-------- EXERCISE DATA

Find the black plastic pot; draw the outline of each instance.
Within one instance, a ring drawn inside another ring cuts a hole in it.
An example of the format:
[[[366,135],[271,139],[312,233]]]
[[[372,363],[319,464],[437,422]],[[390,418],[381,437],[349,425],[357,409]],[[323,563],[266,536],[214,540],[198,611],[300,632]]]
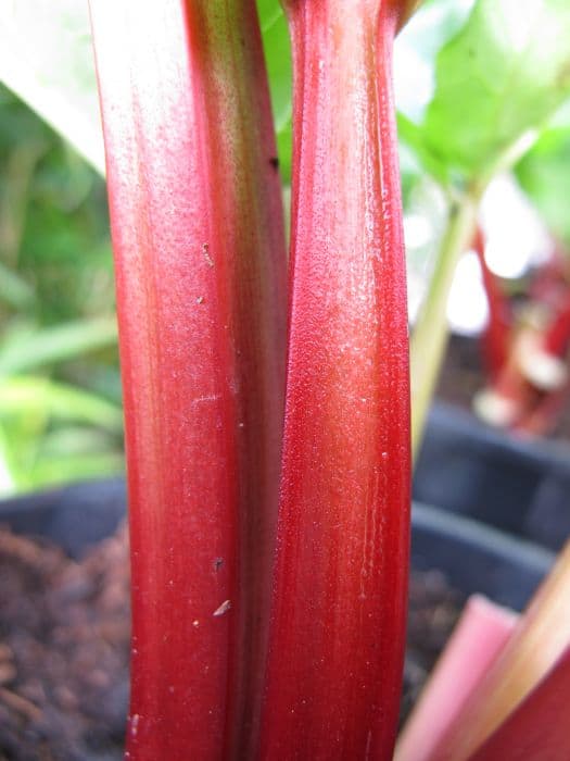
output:
[[[570,537],[570,447],[518,441],[436,404],[414,498],[557,550]]]
[[[125,515],[122,479],[68,486],[0,503],[0,523],[18,534],[48,537],[71,557],[113,534]],[[520,609],[547,572],[554,554],[458,515],[415,504],[411,562],[442,571],[452,586],[480,591]]]

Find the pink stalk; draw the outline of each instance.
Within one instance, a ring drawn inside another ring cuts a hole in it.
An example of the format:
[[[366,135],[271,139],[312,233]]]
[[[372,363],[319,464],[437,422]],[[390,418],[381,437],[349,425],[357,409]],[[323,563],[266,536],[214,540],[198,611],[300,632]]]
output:
[[[558,305],[557,314],[546,329],[544,350],[555,357],[563,357],[570,345],[570,288]]]
[[[517,615],[471,597],[397,741],[396,761],[428,761],[507,643]]]
[[[125,394],[127,756],[244,758],[265,660],[284,251],[254,0],[91,0]]]
[[[570,646],[470,761],[568,761],[569,706]]]
[[[391,758],[408,566],[402,3],[289,0],[292,292],[262,758]],[[396,8],[397,5],[397,8]]]

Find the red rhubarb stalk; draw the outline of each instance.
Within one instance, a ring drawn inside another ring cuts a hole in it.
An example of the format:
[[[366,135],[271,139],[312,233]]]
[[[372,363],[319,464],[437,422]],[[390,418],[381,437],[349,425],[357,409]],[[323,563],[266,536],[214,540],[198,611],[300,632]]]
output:
[[[284,251],[254,0],[91,0],[125,395],[132,759],[246,757]],[[253,728],[255,734],[255,728]]]
[[[512,611],[480,595],[469,598],[445,650],[397,739],[396,761],[428,761],[472,690],[505,647]]]
[[[262,758],[391,758],[408,565],[396,5],[289,0],[293,229]]]

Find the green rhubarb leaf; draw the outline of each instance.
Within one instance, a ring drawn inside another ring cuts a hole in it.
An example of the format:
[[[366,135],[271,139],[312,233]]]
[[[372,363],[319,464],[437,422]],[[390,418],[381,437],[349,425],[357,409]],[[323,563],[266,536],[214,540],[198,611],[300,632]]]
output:
[[[503,169],[570,93],[569,39],[568,0],[479,0],[438,55],[425,150],[467,179]]]
[[[78,320],[28,335],[15,330],[0,346],[0,377],[75,359],[88,351],[115,346],[115,317]]]
[[[274,110],[277,150],[283,182],[291,178],[291,49],[287,18],[279,0],[257,0],[271,105]]]
[[[553,234],[570,247],[570,109],[516,167],[517,178]]]
[[[87,2],[0,0],[0,80],[103,172]]]

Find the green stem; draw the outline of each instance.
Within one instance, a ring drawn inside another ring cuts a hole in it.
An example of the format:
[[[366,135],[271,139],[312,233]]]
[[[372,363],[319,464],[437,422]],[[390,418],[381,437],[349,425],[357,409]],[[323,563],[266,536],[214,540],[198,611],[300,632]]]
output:
[[[454,200],[443,236],[435,271],[416,322],[410,342],[411,446],[416,458],[426,419],[447,344],[447,299],[459,257],[477,227],[481,194],[469,192]]]

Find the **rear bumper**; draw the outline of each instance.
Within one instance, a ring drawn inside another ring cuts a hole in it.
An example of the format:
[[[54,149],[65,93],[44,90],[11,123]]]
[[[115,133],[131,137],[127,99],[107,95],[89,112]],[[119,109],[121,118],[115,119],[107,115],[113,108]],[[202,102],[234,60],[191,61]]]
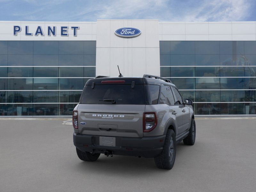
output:
[[[116,137],[116,147],[99,145],[99,137],[75,133],[73,134],[74,145],[82,151],[104,153],[105,151],[110,151],[114,155],[145,157],[153,157],[161,153],[165,135],[141,138]]]

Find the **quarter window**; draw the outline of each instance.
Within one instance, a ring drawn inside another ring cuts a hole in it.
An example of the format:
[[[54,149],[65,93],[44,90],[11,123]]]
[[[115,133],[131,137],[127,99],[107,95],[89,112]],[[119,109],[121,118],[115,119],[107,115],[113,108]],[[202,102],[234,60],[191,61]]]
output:
[[[176,96],[176,99],[177,100],[176,101],[177,102],[177,104],[180,105],[183,103],[183,101],[182,100],[182,98],[176,88],[173,87],[173,92],[174,92],[174,94],[175,94],[175,96]]]

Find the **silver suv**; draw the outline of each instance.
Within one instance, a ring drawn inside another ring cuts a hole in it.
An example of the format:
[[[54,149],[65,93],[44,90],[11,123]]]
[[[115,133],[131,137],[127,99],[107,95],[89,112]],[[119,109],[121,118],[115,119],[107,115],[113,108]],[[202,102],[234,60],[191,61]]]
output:
[[[171,169],[177,144],[195,143],[192,104],[159,77],[90,79],[73,112],[77,155],[87,161],[101,153],[154,157],[158,168]]]

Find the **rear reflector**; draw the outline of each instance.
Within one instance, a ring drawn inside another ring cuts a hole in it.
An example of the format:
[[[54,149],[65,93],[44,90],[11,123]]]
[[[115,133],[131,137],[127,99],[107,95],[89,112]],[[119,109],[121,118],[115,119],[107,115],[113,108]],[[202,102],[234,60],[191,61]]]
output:
[[[102,81],[101,83],[124,83],[125,82],[124,80],[117,81]]]

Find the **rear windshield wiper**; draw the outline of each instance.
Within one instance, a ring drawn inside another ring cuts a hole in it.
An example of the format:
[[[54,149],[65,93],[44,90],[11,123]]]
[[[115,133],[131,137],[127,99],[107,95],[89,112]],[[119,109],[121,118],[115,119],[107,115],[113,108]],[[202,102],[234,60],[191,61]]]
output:
[[[116,103],[116,100],[112,99],[103,99],[103,100],[99,100],[103,101],[110,101],[110,102],[112,102],[112,104],[115,104]]]

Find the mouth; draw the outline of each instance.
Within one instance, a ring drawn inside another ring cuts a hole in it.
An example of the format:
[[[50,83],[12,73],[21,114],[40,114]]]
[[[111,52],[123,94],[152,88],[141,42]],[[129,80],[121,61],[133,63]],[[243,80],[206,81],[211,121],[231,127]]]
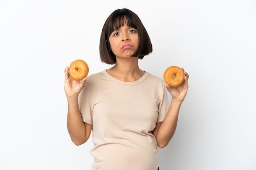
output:
[[[130,49],[133,47],[133,46],[130,44],[125,44],[123,46],[122,48],[121,48],[121,49],[125,50],[126,49]]]

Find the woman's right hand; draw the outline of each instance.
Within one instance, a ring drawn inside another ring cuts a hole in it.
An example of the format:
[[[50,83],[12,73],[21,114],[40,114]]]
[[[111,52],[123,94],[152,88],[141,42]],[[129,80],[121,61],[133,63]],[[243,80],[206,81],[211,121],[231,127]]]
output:
[[[67,98],[78,97],[79,94],[84,87],[86,82],[87,77],[85,77],[80,81],[73,79],[69,73],[69,67],[67,67],[64,71],[65,72],[65,84],[64,89]]]

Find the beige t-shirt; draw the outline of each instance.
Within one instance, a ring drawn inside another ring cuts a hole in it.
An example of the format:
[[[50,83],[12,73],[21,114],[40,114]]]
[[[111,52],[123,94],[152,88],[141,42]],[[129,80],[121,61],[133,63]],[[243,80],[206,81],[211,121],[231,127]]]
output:
[[[163,80],[146,72],[126,82],[104,70],[88,77],[79,102],[83,121],[92,124],[92,170],[157,169],[151,131],[168,109]]]

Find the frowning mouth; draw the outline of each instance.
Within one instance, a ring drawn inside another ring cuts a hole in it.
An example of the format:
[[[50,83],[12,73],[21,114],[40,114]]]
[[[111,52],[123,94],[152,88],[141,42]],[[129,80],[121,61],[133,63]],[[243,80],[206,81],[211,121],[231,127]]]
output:
[[[121,48],[121,49],[124,50],[126,49],[131,48],[133,47],[133,46],[130,44],[125,44]]]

----------------

- _EXERCISE BRIEF_
Repeat the material above word for word, please, apart from its images.

- _ANSWER TO THE EXERCISE_
Find the black plastic pot; draw the outline of each instance.
Within one instance, a ring drawn inside another ring cuts a hole in it.
An example of the format:
[[[366,135],[271,139],[312,233]]]
[[[372,363],[319,464],[437,422]],[[390,418],[381,437],[349,425],[357,409]],[[323,563],[266,536],[214,540],[198,611],[300,632]]]
output:
[[[570,537],[570,447],[518,441],[436,404],[414,498],[557,550]]]
[[[125,515],[122,479],[68,486],[0,503],[0,523],[18,534],[48,537],[71,557],[113,534]],[[520,609],[547,572],[554,554],[458,515],[415,504],[411,562],[442,571],[452,586],[480,591]]]

Find the pink stalk; draw the outline of each instance.
Within one instance, a ring drawn inside another ring cuts a hole in it.
An example of the format:
[[[366,135],[271,139],[312,233]]]
[[[372,363],[319,464],[437,422]],[[390,418],[381,437],[349,425],[357,409]],[[323,563],[266,536],[214,540],[198,611],[300,632]]]
output:
[[[558,305],[557,314],[546,329],[544,350],[555,357],[563,357],[570,345],[570,288]]]
[[[517,615],[471,597],[397,741],[396,761],[428,761],[507,643]]]
[[[125,394],[127,756],[244,758],[265,660],[284,251],[254,0],[91,0]]]
[[[570,646],[470,761],[568,761],[569,706]]]
[[[391,758],[408,566],[402,3],[289,0],[292,292],[262,758]],[[396,8],[397,5],[397,8]]]

Find the red rhubarb stalk; draw the outline of each instance.
Within one instance, a ring drawn inside another ring cuts a hole in it.
An example of the format:
[[[366,135],[271,139],[312,233]]]
[[[372,363],[319,464],[437,422]],[[390,418],[381,437],[349,425],[357,409]],[[323,563],[266,536],[214,540],[198,611],[300,632]]]
output:
[[[284,251],[254,0],[91,0],[125,395],[132,759],[246,757]],[[253,728],[255,734],[255,728]]]
[[[512,611],[480,595],[469,598],[445,650],[397,739],[396,761],[428,761],[472,690],[505,647]]]
[[[262,758],[391,758],[408,565],[396,5],[289,0],[293,229]]]

Find the green rhubarb leaf; draw the outline of each instance.
Within one instance, a ring drawn inside another ring cuts a hole in it.
An example of the format:
[[[366,135],[271,139],[312,233]]]
[[[372,363],[319,464],[437,422]],[[390,418],[381,437],[349,425],[357,409]],[[323,563],[266,536],[214,540],[198,611],[300,632]]]
output:
[[[503,169],[570,93],[569,39],[568,0],[479,0],[438,55],[425,150],[467,179]]]
[[[78,320],[28,335],[15,330],[0,346],[0,377],[75,359],[88,351],[115,346],[115,317]]]
[[[274,110],[277,150],[283,182],[291,178],[291,49],[287,18],[279,0],[257,0],[271,105]]]
[[[553,234],[570,247],[570,109],[516,167],[517,178]]]
[[[87,2],[0,0],[0,80],[103,172]]]

Find the green stem; draw the outline of each instance.
Within one instance, a ring drawn inside another ring cuts a hole in it.
An example of the format:
[[[366,135],[271,139],[312,233]]]
[[[372,363],[319,464],[437,422]],[[390,418],[381,437],[349,425],[357,409]],[[323,563],[266,536],[214,540],[198,611],[300,632]]]
output:
[[[454,200],[443,236],[435,271],[416,322],[410,342],[411,446],[416,458],[426,419],[447,344],[447,299],[459,257],[477,227],[481,194],[469,192]]]

Find the **rear bumper**; draw the outline of each instance.
Within one instance, a ring drawn inside another ring cuts a hole in it.
An example of the format:
[[[54,149],[65,93],[44,90],[11,123]]]
[[[115,133],[131,137],[127,99],[107,95],[89,112]],[[119,109],[121,118],[115,119],[107,115],[113,108]],[[202,102],[234,60],[191,61]]]
output:
[[[116,137],[116,147],[99,145],[99,137],[75,133],[73,134],[74,145],[82,151],[104,153],[105,151],[110,151],[114,155],[145,157],[153,157],[161,153],[165,135],[141,138]]]

Find the **quarter window**; draw the outline of each instance.
Within one instance, a ring drawn inside another ring cuts a hole in it.
An example of the format:
[[[54,149],[65,93],[44,90],[11,123]]]
[[[115,133],[131,137],[127,99],[107,95],[89,112]],[[119,109],[121,118],[115,119],[107,115],[113,108]],[[202,102],[234,60],[191,61]]]
output:
[[[176,96],[176,99],[177,100],[176,101],[177,102],[177,104],[180,105],[183,103],[183,101],[182,100],[182,98],[176,88],[173,87],[173,92],[174,92],[174,94],[175,94],[175,96]]]

Find the **silver suv**; draw the outline of each instance.
Within one instance, a ring drawn inside another ring cuts a hole in it.
An example of the format:
[[[54,149],[65,93],[44,90],[11,123]]]
[[[115,133],[131,137],[127,99],[107,95],[89,112]],[[119,109],[121,118],[115,119],[107,115],[113,108]],[[202,102],[234,60],[191,61]]]
output:
[[[171,169],[177,144],[195,143],[192,104],[159,77],[90,79],[73,112],[77,155],[87,161],[101,153],[154,157],[158,168]]]

Find the **rear reflector**; draw the outline of each instance.
Within one instance, a ring drawn inside another ring cuts a hole in it.
An example of the format:
[[[54,149],[65,93],[44,90],[11,123]]]
[[[115,133],[131,137],[127,99],[107,95],[89,112]],[[119,109],[121,118],[115,119],[107,115],[113,108]],[[202,102],[234,60],[191,61]]]
output:
[[[102,81],[101,83],[124,83],[125,82],[124,80],[117,81]]]

Find the **rear windshield wiper**; draw the outline of each instance.
Within one instance, a ring drawn inside another ring cuts a hole in it.
An example of the format:
[[[54,149],[65,93],[44,90],[11,123]]]
[[[115,133],[131,137],[127,99],[107,95],[89,112]],[[119,109],[121,118],[115,119],[107,115],[113,108]],[[202,102],[234,60],[191,61]]]
output:
[[[116,103],[116,100],[112,99],[103,99],[103,100],[99,100],[103,101],[110,101],[110,102],[112,102],[112,104],[115,104]]]

Find the mouth; draw the outline of each instance.
Within one instance, a ring drawn inside another ring cuts a hole in it.
An example of the format:
[[[50,83],[12,73],[21,114],[40,114]]]
[[[111,52],[123,94],[152,88],[141,42]],[[129,80],[121,61],[133,63]],[[243,80],[206,81],[211,121],[231,127]]]
output:
[[[130,49],[133,47],[133,46],[130,44],[125,44],[123,46],[122,48],[121,48],[121,49],[125,50],[126,49]]]

Find the woman's right hand; draw the outline of each instance.
Within one instance, a ring drawn inside another ring cuts a hole in it.
An example of the format:
[[[50,83],[12,73],[21,114],[40,114]]]
[[[111,52],[123,94],[152,88],[141,42]],[[129,80],[121,61],[133,63]],[[243,80],[206,81],[211,121],[231,127]]]
output:
[[[67,98],[78,97],[79,94],[84,87],[86,82],[87,77],[85,77],[80,81],[73,79],[69,73],[69,67],[67,67],[64,71],[65,72],[65,84],[64,89]]]

Find the beige t-shirt; draw the outline of each instance.
Within one instance, a ring drawn inside another ring cuts a hole in it.
An example of the format:
[[[50,83],[12,73],[21,114],[40,114]]]
[[[111,52],[123,94],[152,88],[141,42]],[[129,80],[121,61],[133,63]],[[243,80],[206,81],[211,121],[231,127]]]
output:
[[[163,80],[146,72],[126,82],[104,70],[88,77],[79,102],[83,121],[92,124],[92,170],[157,169],[151,131],[168,109]]]

Find the frowning mouth; draw the outline of each instance.
Within one instance, a ring drawn inside another ring cuts a hole in it.
An example of the format:
[[[50,83],[12,73],[21,114],[40,114]]]
[[[111,52],[123,94],[152,88],[141,42]],[[129,80],[121,61],[133,63]],[[243,80],[206,81],[211,121],[231,127]]]
output:
[[[121,48],[121,49],[124,50],[126,49],[131,48],[133,47],[133,46],[130,44],[125,44]]]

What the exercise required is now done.